ACTION ITEM> The line holding "like x=192, y=678." is the last one to output; start at the first line of the data, keep every line in between exactly, and leave out pictures.

Referring expression pointing data
►

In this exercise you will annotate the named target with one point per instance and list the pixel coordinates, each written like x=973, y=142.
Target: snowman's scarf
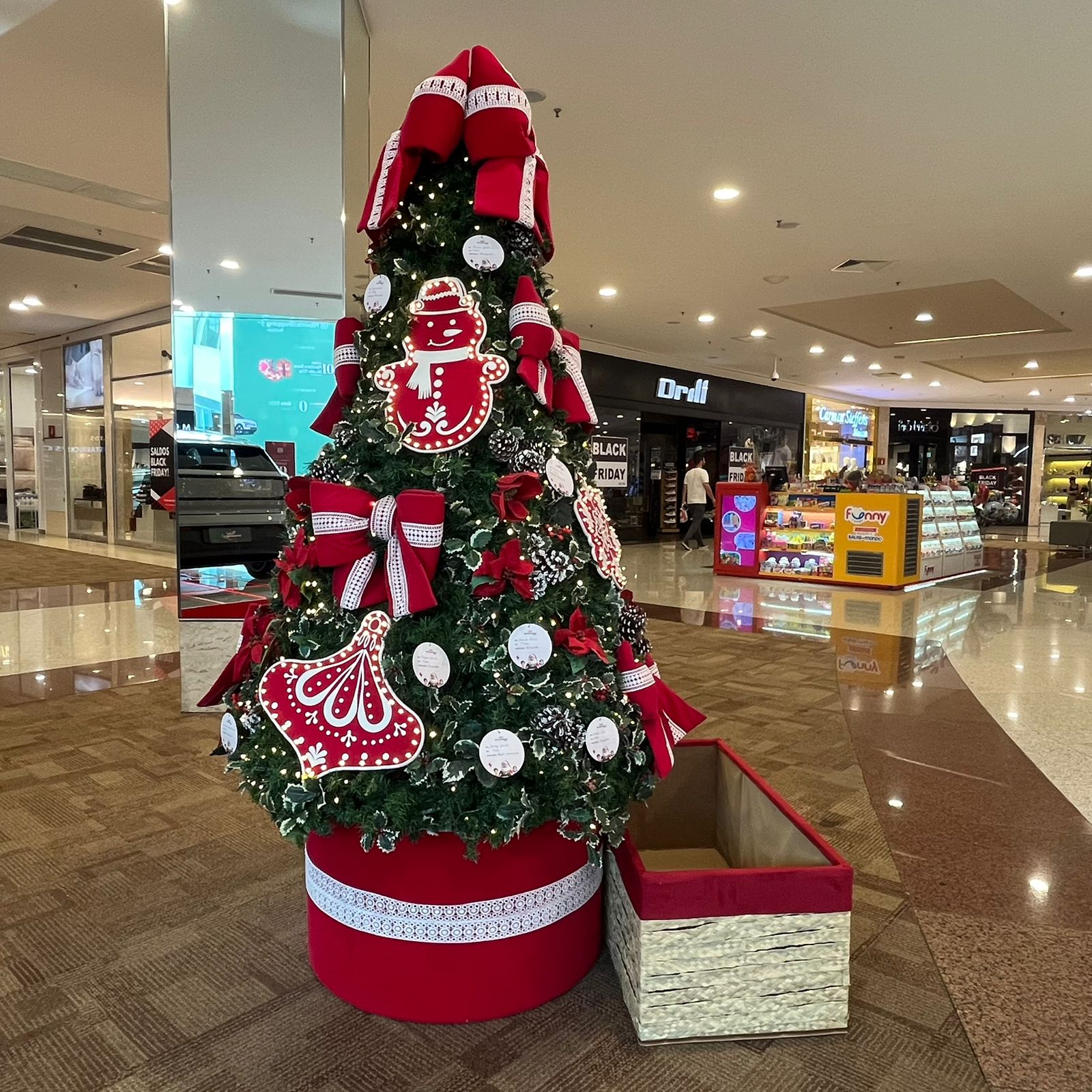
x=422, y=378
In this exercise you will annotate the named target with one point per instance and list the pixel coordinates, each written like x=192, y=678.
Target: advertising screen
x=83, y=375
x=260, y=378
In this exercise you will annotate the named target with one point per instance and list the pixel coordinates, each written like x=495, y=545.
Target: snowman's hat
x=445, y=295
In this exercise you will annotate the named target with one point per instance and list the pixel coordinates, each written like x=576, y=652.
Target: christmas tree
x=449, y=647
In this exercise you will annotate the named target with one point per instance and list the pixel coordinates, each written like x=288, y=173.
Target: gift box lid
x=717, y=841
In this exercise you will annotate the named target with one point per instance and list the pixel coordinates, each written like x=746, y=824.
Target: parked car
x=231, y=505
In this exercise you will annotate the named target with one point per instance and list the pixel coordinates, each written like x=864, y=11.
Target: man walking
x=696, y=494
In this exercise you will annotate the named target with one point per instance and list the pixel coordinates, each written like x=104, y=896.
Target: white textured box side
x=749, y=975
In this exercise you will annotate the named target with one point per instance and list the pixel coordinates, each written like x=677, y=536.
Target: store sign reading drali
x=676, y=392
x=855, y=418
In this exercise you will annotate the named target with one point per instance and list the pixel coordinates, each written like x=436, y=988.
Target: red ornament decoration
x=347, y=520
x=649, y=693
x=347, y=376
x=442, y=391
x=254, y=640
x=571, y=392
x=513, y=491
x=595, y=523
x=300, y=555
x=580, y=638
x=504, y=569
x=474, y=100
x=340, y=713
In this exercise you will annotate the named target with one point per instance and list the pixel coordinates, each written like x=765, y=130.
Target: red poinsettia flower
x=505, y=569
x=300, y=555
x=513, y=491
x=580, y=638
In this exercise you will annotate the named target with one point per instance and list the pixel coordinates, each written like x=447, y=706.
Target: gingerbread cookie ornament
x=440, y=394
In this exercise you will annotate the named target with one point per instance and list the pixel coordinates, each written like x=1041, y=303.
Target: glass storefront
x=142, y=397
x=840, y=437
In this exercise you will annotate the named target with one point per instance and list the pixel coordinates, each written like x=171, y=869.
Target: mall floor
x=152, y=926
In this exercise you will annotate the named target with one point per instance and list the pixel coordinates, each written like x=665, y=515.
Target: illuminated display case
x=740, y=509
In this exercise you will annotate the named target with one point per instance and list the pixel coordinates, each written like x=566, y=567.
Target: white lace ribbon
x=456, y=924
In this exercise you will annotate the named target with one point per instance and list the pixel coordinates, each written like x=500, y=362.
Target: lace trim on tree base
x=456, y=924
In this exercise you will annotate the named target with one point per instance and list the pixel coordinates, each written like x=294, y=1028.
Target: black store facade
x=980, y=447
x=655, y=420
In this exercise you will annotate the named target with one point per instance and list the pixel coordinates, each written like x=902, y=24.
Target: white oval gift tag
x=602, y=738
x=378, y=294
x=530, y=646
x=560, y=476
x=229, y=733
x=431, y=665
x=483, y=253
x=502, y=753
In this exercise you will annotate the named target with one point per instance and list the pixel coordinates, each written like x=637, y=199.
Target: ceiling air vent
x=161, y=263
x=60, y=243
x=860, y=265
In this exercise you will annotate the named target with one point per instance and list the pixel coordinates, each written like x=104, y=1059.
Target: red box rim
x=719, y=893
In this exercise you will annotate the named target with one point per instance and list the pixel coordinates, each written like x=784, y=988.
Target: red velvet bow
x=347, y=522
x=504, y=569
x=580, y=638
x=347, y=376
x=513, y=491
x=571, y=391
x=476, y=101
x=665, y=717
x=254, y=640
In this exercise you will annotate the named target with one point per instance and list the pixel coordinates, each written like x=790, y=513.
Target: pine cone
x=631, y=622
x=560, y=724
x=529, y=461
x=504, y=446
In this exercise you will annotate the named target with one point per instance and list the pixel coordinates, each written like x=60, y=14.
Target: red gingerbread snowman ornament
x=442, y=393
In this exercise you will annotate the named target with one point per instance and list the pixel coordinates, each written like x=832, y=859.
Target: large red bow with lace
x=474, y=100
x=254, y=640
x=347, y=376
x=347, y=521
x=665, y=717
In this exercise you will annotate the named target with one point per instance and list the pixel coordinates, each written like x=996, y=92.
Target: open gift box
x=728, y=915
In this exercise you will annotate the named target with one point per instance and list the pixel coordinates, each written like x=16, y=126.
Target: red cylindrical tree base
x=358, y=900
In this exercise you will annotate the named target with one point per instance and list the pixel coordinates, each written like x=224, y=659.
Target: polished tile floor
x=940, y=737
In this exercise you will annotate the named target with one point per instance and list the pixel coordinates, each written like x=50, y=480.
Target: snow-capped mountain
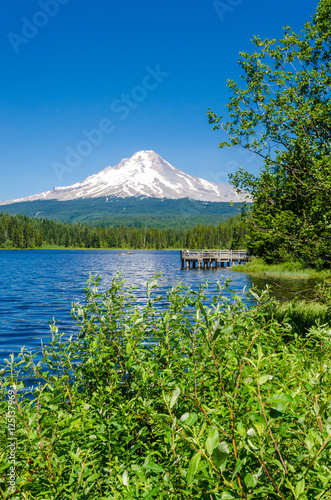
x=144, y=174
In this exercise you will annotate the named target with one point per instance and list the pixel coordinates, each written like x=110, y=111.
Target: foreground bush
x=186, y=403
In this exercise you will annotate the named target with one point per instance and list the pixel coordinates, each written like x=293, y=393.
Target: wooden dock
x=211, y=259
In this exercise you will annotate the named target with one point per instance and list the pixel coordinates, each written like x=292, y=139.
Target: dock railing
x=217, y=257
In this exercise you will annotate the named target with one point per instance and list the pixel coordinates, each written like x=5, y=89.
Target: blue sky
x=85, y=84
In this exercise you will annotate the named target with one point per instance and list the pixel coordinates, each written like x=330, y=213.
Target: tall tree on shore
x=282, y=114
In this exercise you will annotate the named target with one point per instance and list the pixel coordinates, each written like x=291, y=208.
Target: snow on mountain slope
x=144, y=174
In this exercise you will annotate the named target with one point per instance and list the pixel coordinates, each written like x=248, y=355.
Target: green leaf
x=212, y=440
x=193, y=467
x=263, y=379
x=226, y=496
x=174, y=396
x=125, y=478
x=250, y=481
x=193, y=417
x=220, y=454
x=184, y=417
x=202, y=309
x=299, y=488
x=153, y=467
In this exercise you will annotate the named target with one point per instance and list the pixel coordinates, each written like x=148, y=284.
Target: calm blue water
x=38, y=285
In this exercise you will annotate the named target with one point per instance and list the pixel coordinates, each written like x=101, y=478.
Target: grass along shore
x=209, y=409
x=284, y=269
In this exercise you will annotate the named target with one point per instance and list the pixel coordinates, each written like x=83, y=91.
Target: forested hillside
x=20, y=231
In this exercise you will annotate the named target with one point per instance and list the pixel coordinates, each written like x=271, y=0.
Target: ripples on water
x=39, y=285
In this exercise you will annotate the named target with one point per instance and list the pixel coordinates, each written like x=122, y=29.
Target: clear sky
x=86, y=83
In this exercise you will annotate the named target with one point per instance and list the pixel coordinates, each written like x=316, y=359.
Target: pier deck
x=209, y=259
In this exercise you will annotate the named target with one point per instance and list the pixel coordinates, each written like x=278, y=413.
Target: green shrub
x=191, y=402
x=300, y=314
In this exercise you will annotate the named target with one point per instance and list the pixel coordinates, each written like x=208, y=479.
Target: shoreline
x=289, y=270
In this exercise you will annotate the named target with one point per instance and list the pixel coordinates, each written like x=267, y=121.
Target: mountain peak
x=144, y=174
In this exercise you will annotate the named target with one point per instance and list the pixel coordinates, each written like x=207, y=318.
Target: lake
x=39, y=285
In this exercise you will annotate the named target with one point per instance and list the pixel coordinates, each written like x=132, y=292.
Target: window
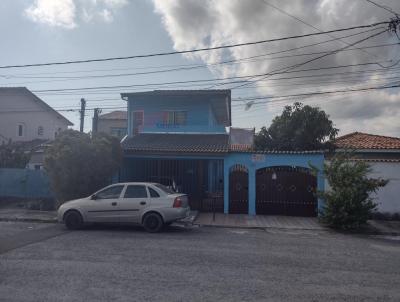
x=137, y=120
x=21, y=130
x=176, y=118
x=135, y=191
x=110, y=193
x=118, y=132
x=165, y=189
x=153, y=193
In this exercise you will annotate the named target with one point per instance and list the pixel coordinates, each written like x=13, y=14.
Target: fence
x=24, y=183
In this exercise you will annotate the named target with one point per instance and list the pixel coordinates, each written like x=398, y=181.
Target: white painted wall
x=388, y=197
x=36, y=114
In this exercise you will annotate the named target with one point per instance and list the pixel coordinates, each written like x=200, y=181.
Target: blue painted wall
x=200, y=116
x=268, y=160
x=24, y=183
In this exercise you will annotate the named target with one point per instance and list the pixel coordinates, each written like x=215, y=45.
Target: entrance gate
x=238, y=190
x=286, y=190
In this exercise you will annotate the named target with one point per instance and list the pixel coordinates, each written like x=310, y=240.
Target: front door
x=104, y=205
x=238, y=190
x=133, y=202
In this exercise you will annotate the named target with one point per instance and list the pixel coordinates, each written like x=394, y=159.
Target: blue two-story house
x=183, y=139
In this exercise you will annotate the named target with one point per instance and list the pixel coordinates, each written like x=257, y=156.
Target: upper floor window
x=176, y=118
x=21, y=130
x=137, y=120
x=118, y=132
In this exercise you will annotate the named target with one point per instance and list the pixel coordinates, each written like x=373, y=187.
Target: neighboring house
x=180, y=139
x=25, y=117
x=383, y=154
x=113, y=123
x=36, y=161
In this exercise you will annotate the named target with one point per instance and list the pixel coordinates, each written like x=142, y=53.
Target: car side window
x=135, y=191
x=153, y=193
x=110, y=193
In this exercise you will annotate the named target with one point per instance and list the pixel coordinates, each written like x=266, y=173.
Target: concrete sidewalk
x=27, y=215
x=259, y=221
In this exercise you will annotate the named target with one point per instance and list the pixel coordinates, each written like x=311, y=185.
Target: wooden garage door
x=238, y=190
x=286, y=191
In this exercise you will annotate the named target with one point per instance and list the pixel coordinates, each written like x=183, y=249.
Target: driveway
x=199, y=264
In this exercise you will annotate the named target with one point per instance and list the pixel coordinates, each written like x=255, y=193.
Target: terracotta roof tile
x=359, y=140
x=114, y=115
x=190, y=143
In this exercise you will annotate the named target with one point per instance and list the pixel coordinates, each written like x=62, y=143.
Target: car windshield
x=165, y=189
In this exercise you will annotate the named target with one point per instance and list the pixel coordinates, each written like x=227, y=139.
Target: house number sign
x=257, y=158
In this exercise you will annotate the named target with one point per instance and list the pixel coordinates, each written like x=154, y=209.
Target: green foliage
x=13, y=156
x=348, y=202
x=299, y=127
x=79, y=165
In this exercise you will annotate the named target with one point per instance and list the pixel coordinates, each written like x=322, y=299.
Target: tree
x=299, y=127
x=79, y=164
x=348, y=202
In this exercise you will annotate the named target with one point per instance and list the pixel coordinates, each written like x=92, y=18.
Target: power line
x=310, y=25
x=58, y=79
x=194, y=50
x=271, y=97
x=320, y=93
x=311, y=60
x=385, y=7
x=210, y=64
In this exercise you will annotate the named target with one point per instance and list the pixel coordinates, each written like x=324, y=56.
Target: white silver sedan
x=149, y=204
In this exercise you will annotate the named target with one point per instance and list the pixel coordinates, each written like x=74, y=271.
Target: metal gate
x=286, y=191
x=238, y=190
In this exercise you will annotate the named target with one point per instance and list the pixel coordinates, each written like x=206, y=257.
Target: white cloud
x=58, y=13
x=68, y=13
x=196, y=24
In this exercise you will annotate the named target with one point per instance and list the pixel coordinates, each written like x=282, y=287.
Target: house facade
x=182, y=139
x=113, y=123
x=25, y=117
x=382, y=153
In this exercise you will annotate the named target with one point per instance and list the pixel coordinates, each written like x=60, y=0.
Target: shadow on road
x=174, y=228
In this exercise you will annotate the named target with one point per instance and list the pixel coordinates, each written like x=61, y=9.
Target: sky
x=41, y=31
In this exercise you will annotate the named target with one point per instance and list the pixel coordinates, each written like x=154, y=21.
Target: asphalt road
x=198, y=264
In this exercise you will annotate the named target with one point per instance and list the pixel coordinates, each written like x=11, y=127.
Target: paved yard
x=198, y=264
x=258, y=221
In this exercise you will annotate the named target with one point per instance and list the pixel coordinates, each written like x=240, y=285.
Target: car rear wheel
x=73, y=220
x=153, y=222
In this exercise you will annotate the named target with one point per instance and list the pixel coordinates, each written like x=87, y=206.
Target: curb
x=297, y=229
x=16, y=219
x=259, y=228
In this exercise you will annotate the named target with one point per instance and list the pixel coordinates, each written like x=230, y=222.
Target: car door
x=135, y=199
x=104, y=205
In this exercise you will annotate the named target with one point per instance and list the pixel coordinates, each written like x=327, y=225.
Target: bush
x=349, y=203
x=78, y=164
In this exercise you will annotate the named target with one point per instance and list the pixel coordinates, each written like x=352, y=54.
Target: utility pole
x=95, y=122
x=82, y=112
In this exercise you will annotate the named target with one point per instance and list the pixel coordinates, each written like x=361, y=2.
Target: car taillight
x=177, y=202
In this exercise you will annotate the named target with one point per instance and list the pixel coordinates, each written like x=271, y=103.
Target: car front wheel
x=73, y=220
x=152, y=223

◄

SOLVED PROBLEM>
In this exercise you will annotate the named target with one point per instance and list the pixel coordinates, each written like x=973, y=142.
Target: snowman's scarf
x=422, y=378
In this exercise you will annotate the named target with one point per instance and list the pixel coordinates, each written like x=192, y=678.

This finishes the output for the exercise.